[Opening Record set section]

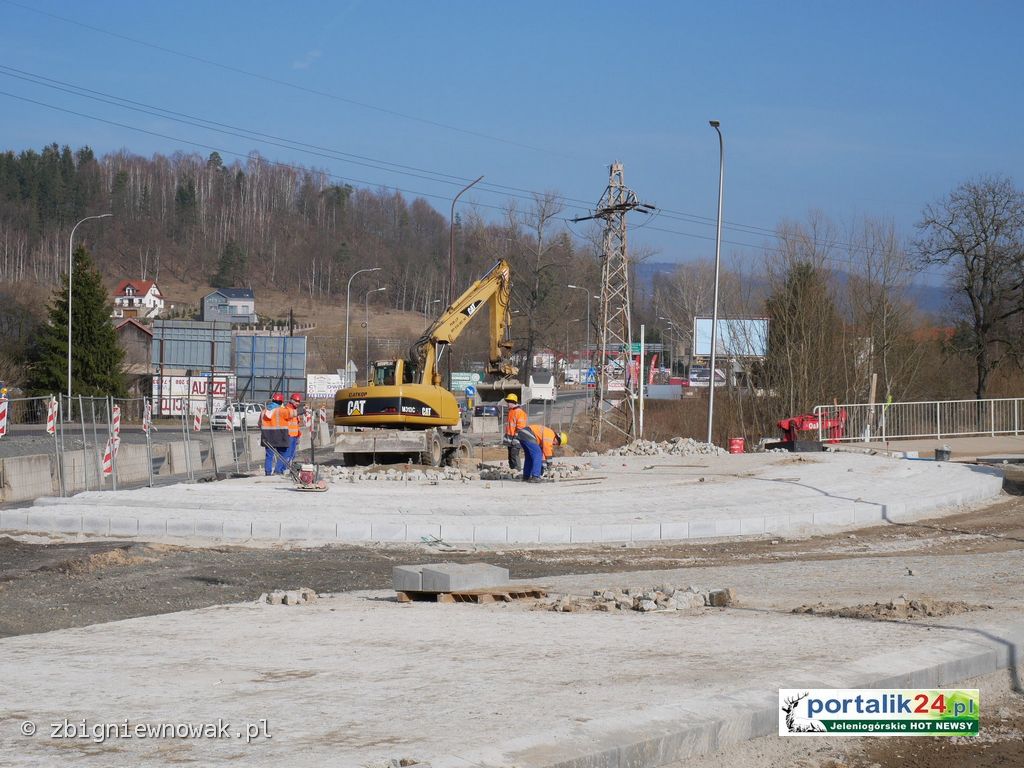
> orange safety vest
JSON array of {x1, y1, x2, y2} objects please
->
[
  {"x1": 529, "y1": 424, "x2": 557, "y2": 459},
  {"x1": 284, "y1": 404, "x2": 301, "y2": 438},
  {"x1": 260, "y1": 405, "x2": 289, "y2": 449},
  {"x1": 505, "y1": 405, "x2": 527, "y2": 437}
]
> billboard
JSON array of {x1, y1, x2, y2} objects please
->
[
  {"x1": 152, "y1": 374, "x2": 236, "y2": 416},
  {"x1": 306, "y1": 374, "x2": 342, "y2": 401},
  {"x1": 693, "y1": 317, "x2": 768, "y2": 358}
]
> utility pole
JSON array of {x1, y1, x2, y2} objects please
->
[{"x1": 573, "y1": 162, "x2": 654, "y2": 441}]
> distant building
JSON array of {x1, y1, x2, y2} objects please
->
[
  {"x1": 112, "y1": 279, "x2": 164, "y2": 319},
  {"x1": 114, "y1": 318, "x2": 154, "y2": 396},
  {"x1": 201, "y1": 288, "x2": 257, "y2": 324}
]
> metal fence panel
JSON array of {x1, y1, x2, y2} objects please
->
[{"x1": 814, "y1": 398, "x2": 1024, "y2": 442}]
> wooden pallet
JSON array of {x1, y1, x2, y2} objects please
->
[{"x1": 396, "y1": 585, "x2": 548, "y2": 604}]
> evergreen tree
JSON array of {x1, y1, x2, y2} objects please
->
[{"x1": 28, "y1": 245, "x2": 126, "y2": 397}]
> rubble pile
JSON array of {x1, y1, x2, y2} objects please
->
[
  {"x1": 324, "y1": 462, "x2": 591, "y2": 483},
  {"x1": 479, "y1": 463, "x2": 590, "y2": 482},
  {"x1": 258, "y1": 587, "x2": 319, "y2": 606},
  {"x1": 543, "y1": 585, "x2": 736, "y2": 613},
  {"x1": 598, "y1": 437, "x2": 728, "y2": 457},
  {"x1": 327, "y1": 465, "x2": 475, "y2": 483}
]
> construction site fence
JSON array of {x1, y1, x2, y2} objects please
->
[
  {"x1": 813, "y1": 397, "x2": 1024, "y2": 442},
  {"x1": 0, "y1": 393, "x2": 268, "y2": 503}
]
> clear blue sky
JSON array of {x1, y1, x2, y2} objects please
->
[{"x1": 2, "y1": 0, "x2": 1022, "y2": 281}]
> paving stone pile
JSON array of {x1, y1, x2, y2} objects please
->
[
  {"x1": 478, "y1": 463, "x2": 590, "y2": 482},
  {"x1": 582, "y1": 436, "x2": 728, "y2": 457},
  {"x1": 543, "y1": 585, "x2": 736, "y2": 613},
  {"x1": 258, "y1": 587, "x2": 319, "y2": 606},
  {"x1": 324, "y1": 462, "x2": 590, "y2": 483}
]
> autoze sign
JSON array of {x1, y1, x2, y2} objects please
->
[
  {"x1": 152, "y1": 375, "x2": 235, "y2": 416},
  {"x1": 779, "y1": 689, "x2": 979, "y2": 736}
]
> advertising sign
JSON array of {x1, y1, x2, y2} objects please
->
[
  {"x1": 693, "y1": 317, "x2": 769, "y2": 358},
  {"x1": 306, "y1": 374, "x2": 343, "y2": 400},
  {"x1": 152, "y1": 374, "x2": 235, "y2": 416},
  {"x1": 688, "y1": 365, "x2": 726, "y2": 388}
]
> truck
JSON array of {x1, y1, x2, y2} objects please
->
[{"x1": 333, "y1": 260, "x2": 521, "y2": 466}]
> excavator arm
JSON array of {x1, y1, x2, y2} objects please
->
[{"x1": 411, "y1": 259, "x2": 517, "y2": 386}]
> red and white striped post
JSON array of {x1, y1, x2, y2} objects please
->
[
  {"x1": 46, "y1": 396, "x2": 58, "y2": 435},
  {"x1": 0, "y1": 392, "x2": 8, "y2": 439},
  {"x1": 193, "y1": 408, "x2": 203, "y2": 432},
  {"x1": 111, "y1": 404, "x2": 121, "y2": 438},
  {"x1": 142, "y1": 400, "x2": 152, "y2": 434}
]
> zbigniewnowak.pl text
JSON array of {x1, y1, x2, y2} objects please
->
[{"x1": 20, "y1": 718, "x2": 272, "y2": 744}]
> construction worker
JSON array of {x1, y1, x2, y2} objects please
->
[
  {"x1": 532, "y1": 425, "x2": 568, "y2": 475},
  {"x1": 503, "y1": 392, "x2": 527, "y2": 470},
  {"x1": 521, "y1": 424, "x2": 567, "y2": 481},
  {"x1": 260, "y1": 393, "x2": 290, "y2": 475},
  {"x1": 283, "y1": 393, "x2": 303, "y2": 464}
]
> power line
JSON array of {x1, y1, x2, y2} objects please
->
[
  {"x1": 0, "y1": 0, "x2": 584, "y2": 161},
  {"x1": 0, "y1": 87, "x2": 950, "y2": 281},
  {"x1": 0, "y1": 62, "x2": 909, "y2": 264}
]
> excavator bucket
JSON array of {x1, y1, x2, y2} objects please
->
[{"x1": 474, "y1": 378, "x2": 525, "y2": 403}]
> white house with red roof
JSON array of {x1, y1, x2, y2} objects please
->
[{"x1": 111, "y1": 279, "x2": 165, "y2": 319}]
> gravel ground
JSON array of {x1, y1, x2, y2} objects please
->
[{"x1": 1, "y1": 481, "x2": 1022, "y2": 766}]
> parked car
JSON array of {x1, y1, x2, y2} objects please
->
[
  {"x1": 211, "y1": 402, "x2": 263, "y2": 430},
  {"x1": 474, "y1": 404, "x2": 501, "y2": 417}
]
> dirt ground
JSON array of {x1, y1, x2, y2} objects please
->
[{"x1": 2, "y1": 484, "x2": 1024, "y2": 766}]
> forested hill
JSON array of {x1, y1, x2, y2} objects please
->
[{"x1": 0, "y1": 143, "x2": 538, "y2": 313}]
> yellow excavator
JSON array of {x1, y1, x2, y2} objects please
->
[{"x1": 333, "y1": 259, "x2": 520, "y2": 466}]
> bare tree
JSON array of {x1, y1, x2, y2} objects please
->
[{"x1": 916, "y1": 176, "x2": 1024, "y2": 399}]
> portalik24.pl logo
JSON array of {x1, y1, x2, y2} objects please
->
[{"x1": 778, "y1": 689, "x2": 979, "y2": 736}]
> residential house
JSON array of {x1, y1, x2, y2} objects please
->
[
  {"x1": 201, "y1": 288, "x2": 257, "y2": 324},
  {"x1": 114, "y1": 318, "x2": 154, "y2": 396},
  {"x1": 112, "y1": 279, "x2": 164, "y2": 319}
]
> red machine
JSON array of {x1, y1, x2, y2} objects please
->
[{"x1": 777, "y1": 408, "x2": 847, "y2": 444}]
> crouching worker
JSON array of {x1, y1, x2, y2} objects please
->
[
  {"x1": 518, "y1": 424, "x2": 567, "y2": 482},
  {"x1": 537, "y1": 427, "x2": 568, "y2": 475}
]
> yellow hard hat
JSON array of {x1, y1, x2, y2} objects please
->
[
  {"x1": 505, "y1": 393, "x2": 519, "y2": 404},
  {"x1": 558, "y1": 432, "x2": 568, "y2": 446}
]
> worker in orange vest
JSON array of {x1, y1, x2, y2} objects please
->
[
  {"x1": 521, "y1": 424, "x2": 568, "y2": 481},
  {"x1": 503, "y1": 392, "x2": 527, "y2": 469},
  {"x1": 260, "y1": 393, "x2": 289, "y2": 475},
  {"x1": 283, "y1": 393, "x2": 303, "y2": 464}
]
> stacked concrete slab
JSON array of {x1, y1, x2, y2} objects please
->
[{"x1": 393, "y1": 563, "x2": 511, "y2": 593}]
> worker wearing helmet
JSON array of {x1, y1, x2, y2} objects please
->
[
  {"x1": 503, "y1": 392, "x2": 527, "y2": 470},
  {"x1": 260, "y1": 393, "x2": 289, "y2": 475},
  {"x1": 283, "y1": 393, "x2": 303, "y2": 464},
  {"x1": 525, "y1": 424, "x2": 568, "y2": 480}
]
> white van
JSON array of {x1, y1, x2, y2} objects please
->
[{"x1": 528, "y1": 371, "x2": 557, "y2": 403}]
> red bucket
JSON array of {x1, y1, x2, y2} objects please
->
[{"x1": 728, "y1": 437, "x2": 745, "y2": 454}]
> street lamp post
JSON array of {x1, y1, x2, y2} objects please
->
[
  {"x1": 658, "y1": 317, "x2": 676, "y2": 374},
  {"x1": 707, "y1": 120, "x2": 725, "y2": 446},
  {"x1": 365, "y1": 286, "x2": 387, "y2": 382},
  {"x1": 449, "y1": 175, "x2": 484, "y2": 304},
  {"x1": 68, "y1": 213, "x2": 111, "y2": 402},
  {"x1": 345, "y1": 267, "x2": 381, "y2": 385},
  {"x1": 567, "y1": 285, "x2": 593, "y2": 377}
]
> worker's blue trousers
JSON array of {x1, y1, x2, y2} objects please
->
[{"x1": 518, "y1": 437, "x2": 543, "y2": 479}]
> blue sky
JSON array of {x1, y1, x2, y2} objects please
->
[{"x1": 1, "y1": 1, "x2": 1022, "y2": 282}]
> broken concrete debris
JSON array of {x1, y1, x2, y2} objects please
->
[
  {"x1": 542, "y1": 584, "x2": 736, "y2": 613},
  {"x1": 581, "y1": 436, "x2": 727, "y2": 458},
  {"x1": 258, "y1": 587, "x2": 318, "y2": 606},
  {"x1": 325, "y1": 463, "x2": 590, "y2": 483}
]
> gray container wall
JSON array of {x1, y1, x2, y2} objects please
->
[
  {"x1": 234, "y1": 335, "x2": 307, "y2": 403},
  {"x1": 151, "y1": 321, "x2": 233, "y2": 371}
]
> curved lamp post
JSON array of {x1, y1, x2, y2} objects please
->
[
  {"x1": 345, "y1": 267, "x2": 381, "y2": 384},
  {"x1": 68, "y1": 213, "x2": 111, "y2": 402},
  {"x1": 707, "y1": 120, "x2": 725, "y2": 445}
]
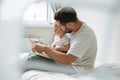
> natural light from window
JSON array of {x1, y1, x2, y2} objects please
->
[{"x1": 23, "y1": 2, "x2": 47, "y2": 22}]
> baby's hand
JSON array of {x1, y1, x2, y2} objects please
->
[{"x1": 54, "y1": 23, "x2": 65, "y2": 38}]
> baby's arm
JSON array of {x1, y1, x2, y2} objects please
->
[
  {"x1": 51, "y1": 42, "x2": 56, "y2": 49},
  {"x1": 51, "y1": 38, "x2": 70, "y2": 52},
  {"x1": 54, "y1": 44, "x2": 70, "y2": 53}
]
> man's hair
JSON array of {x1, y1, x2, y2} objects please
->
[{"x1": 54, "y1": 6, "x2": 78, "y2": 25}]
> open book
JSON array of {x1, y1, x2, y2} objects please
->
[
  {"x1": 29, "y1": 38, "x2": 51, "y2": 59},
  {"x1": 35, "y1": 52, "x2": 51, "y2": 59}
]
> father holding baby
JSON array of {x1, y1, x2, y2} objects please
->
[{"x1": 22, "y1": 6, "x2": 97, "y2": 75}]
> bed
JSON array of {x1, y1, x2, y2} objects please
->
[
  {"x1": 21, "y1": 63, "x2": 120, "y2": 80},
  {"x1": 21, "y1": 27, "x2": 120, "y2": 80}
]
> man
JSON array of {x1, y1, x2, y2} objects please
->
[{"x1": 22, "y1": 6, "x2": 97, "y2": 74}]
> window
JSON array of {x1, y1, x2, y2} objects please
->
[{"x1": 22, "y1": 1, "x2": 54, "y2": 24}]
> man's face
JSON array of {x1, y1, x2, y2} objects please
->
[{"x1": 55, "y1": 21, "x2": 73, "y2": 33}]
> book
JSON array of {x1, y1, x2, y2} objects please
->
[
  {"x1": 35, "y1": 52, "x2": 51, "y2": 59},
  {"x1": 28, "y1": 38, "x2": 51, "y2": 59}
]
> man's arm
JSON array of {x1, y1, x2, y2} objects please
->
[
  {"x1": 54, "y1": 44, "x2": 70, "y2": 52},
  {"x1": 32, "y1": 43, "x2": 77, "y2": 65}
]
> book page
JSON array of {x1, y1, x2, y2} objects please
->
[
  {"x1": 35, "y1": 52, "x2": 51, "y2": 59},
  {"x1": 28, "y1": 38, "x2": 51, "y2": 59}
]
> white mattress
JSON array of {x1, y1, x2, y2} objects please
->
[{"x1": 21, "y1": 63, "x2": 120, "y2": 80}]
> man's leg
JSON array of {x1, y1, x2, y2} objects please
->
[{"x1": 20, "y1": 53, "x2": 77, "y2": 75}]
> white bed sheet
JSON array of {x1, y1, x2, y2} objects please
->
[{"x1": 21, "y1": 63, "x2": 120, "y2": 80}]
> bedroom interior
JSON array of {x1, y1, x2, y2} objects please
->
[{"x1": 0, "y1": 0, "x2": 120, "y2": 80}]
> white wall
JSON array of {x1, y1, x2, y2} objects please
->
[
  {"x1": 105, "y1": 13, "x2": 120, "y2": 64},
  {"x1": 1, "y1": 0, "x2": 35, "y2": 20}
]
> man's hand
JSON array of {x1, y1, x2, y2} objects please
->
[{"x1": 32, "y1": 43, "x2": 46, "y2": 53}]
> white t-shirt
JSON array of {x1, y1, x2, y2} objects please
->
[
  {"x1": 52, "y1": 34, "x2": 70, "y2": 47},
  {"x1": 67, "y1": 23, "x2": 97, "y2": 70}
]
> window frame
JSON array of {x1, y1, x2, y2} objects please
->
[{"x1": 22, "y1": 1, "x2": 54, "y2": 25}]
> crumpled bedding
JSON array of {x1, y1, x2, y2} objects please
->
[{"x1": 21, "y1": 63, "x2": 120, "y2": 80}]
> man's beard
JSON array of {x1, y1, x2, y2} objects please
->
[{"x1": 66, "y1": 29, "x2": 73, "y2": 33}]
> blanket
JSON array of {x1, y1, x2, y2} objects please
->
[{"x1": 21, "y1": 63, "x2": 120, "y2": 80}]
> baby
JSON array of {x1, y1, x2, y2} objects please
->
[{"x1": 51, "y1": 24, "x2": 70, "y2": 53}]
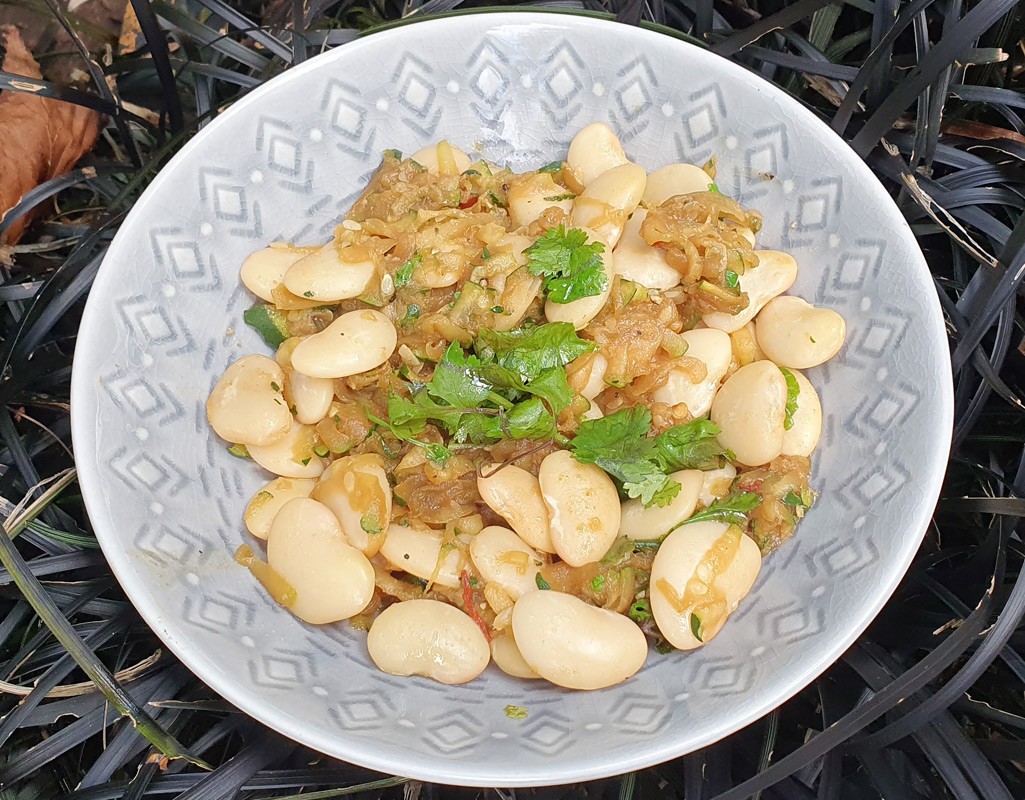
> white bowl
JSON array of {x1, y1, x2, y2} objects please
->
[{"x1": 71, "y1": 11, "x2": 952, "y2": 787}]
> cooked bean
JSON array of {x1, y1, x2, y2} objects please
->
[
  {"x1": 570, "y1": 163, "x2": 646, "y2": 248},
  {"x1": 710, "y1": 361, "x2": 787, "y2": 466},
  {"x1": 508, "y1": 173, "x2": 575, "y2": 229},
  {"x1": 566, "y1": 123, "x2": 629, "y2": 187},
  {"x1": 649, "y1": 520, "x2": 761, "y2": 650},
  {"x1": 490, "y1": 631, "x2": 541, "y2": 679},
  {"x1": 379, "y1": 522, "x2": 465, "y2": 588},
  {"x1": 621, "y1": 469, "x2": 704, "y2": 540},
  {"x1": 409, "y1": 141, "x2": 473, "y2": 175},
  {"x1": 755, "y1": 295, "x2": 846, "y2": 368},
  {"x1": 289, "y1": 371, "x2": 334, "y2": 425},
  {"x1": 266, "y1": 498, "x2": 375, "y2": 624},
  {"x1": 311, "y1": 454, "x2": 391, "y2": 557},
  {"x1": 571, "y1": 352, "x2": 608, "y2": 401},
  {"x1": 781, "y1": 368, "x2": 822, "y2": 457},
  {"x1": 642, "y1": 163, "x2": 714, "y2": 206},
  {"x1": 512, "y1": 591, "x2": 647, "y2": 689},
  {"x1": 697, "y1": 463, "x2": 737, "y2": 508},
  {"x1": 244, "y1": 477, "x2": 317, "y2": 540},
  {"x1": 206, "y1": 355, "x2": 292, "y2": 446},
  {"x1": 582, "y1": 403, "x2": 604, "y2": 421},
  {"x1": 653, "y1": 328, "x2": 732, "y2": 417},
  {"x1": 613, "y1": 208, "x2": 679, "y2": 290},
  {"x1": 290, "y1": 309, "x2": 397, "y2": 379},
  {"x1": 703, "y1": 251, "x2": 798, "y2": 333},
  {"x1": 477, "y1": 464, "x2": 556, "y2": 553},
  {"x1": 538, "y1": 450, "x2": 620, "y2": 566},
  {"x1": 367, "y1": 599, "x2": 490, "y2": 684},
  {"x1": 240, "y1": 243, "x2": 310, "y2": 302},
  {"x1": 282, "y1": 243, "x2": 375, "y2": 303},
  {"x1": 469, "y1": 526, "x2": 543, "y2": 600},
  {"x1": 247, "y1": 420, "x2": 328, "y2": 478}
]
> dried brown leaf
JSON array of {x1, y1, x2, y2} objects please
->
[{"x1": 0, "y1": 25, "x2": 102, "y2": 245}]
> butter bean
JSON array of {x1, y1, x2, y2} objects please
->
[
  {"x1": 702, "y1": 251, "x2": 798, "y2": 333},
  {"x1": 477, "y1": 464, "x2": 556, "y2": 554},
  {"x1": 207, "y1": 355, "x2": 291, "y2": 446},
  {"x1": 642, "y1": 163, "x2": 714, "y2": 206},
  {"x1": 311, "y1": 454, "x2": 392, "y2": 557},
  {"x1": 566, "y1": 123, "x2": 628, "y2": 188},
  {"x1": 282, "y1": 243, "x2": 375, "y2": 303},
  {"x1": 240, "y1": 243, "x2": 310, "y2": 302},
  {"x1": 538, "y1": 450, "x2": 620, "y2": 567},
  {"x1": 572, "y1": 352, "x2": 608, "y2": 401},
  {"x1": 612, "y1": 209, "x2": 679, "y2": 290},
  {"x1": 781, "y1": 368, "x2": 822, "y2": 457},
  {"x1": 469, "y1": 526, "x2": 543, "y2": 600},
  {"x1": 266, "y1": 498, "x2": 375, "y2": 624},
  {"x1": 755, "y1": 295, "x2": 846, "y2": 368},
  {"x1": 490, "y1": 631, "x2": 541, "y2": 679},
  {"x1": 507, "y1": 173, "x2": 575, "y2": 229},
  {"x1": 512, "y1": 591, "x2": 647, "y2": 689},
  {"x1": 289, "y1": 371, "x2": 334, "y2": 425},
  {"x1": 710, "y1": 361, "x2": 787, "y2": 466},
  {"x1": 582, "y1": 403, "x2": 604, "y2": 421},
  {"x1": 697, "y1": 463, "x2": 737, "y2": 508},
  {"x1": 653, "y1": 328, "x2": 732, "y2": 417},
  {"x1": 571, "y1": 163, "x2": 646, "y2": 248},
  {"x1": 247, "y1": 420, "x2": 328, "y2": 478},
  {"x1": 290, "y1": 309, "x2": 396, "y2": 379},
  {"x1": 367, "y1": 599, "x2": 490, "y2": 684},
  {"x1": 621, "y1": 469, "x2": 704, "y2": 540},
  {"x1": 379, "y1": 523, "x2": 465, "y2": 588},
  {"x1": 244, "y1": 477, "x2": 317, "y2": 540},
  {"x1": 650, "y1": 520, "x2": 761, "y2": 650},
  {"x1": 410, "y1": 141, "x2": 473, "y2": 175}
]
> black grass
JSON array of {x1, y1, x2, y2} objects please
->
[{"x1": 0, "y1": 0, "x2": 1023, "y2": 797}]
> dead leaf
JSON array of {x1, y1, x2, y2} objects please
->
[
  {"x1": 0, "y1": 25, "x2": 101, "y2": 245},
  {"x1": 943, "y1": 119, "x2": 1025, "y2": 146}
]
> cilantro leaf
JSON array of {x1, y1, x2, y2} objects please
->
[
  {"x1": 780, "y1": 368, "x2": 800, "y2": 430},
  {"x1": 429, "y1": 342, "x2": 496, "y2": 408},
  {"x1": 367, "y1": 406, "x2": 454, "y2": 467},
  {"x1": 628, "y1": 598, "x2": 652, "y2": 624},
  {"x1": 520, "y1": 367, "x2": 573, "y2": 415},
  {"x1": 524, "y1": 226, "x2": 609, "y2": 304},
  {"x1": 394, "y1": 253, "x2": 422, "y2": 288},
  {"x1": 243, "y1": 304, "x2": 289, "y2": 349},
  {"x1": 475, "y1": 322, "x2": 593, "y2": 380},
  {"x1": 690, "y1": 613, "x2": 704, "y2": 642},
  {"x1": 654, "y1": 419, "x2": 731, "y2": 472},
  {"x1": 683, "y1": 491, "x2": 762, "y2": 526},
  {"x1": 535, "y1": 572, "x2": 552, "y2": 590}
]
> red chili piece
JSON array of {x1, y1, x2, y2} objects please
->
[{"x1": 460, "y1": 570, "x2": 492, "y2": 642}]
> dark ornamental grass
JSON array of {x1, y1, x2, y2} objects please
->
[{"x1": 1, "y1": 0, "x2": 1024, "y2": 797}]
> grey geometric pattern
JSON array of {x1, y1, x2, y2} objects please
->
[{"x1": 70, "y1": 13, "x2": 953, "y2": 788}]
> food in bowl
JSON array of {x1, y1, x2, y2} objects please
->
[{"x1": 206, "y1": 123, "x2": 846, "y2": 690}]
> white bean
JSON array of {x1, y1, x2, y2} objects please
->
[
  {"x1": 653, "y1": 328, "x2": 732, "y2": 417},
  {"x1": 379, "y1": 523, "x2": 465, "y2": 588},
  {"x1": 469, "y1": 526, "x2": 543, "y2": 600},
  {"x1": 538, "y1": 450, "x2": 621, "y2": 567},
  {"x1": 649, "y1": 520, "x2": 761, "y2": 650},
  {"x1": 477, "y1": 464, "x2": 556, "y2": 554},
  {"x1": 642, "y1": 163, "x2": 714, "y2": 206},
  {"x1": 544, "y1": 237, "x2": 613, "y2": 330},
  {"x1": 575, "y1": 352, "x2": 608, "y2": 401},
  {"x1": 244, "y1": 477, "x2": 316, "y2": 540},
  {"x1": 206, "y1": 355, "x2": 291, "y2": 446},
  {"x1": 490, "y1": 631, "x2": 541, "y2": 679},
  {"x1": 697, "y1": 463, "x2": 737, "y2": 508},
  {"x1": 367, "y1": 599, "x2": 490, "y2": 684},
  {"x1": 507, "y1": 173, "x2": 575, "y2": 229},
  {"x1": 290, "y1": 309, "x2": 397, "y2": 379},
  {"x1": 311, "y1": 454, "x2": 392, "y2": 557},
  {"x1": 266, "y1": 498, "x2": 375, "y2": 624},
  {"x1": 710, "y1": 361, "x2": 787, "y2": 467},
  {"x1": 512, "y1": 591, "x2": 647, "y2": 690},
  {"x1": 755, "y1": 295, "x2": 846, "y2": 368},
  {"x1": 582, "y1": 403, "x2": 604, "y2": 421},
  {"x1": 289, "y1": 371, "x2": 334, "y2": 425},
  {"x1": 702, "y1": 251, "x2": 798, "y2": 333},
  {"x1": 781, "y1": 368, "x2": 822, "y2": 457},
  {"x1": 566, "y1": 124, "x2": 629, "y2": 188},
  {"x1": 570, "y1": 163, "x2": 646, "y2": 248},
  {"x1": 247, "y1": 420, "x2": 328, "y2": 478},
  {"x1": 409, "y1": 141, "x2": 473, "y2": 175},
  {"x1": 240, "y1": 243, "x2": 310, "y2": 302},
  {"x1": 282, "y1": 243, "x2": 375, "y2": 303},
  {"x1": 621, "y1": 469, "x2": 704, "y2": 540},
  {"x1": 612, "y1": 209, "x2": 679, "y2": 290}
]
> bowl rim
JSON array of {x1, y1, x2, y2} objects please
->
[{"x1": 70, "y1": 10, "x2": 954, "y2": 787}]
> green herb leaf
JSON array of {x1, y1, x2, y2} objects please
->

[Closing Record set section]

> **Your goal**:
Above are some records. Copy each of their lines that holds the string "post".

> **Problem solution**:
> red and white striped post
> street lamp post
> curved lamp post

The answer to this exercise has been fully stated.